• [Request 1] According to the Python-Markdown thread, what are the "gibberish" strings in the output?

• [Source extract]
* * * * * * *
Same behavior on Python 3.5.1, using Python-Markdown 2.6.2 and Python-Markdown 2.6.5, as well as Python 2.7.11 using Python-Markdown 2.6.5. (On two different Arch Linux machines.)

@ryneeverett
Copy link
Contributor

Tried on markdown 2.6.5 with python 2.7 and 3.4 and couldn't reproduce.

@waylan
Copy link
Member

waylan commented Mar 10, 2016

Those "gibberish" strings are (internal) raw HTML placeholders. While they would ideally never appear in the output, in this case I don't really care much as the docs clearly state that Markdown is not processed inside raw HTML. Therefore you shouldn't be putting Markdown inside raw HTML to begin with (without `markdown=1').
* * * * * * *
• [Request 2] Copy out every one of the records below, word for word and line for line.
* * * * * * *
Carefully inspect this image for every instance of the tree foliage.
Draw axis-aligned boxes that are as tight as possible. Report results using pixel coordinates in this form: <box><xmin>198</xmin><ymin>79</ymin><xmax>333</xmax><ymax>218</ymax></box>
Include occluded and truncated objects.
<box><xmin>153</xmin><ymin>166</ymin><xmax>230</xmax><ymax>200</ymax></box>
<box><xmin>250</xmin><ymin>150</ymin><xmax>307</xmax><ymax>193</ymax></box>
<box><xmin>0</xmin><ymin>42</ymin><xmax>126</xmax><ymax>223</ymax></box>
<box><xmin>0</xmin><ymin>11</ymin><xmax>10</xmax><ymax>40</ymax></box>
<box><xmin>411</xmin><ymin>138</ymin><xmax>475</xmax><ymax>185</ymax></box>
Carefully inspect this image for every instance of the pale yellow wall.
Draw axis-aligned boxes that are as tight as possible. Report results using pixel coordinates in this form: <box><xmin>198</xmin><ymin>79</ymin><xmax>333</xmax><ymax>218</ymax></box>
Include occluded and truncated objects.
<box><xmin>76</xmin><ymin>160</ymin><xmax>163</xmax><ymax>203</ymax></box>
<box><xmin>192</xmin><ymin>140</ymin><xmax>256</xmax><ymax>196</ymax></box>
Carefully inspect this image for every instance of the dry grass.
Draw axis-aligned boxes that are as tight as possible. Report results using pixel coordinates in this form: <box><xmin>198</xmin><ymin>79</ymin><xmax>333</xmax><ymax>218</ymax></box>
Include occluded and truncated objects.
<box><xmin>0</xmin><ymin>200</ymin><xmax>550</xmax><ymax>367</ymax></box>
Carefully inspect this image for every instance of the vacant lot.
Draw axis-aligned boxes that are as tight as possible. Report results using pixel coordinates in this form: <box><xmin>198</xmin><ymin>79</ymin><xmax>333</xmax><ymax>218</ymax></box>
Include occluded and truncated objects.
* * * * * * *
• [Answer 1] They are internal raw HTML placeholders.

• [Answer 2]
Carefully inspect this image for every instance of the tree foliage.
Draw axis-aligned boxes that are as tight as possible. Report results using pixel coordinates in this form: <box><xmin>198</xmin><ymin>79</ymin><xmax>333</xmax><ymax>218</ymax></box>
Include occluded and truncated objects.
<box><xmin>153</xmin><ymin>166</ymin><xmax>230</xmax><ymax>200</ymax></box>
<box><xmin>250</xmin><ymin>150</ymin><xmax>307</xmax><ymax>193</ymax></box>
<box><xmin>0</xmin><ymin>42</ymin><xmax>126</xmax><ymax>223</ymax></box>
<box><xmin>0</xmin><ymin>11</ymin><xmax>10</xmax><ymax>40</ymax></box>
<box><xmin>411</xmin><ymin>138</ymin><xmax>475</xmax><ymax>185</ymax></box>
Carefully inspect this image for every instance of the pale yellow wall.
Draw axis-aligned boxes that are as tight as possible. Report results using pixel coordinates in this form: <box><xmin>198</xmin><ymin>79</ymin><xmax>333</xmax><ymax>218</ymax></box>
Include occluded and truncated objects.
<box><xmin>76</xmin><ymin>160</ymin><xmax>163</xmax><ymax>203</ymax></box>
<box><xmin>192</xmin><ymin>140</ymin><xmax>256</xmax><ymax>196</ymax></box>
Carefully inspect this image for every instance of the dry grass.
Draw axis-aligned boxes that are as tight as possible. Report results using pixel coordinates in this form: <box><xmin>198</xmin><ymin>79</ymin><xmax>333</xmax><ymax>218</ymax></box>
Include occluded and truncated objects.
<box><xmin>0</xmin><ymin>200</ymin><xmax>550</xmax><ymax>367</ymax></box>
Carefully inspect this image for every instance of the vacant lot.
Draw axis-aligned boxes that are as tight as possible. Report results using pixel coordinates in this form: <box><xmin>198</xmin><ymin>79</ymin><xmax>333</xmax><ymax>218</ymax></box>
Include occluded and truncated objects.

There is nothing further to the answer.